TASK ITEM -
Exact transcription with no images: write out all of the entries below.

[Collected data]
• • • • •
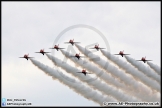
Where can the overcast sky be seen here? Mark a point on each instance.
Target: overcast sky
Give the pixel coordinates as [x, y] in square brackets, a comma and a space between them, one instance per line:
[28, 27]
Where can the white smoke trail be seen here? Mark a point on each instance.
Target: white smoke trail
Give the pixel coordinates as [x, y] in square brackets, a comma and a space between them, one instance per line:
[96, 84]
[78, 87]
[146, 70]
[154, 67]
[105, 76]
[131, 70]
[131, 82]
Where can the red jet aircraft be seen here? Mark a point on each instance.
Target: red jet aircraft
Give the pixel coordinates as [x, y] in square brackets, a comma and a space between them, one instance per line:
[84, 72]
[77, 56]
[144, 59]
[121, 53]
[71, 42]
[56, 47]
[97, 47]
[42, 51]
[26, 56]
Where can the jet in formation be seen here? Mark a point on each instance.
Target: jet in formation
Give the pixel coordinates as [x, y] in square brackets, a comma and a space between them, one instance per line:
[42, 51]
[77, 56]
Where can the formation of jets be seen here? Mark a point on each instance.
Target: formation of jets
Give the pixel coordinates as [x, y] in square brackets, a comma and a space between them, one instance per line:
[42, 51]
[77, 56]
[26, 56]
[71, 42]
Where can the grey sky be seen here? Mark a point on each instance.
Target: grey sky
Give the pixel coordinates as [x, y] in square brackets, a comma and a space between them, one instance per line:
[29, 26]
• • • • •
ANSWER SECTION -
Where can the overcast sky be seen here? Mark a point on each instance.
Target: overcast sky
Give the pixel coordinates as [x, y] in square brackets, a comma and a space between them, one instance per line:
[28, 27]
Where can the white smoke trail be seen here? Mark a point on each instance.
Target: white smoke trail
Give the pixel coordinates as [x, y] in square brackets, a comma and a space between them, one instance per line:
[96, 84]
[78, 87]
[146, 70]
[154, 67]
[105, 76]
[131, 70]
[131, 82]
Where can the red jet aircraft be seen here? Mark a point on each instance.
Target: red jet aircraft
Give the pixel coordinates as [x, y] in square brackets, a comma and a space between them, one instance per line:
[84, 72]
[77, 56]
[144, 59]
[121, 53]
[71, 42]
[56, 47]
[97, 47]
[42, 51]
[26, 56]
Where can the jet in formation be seen here? Mark a point on each instance.
Target: jet in formation
Give the pixel coordinates as [x, y] in square brackets, a comma and a space between them, one instance per line:
[42, 51]
[77, 56]
Where can the formation of jets be seen here? Mark a point on each instance.
Target: formation of jets
Give the pixel coordinates as [x, y] in square brackets, a comma and a space between them, one instance per line:
[42, 51]
[77, 56]
[26, 56]
[71, 42]
Where can the grey sky be seen here? Mark a point on each instance.
Target: grey sky
Give the pixel coordinates as [x, y] in square brackets, a comma and a space between them, one instance per line:
[29, 26]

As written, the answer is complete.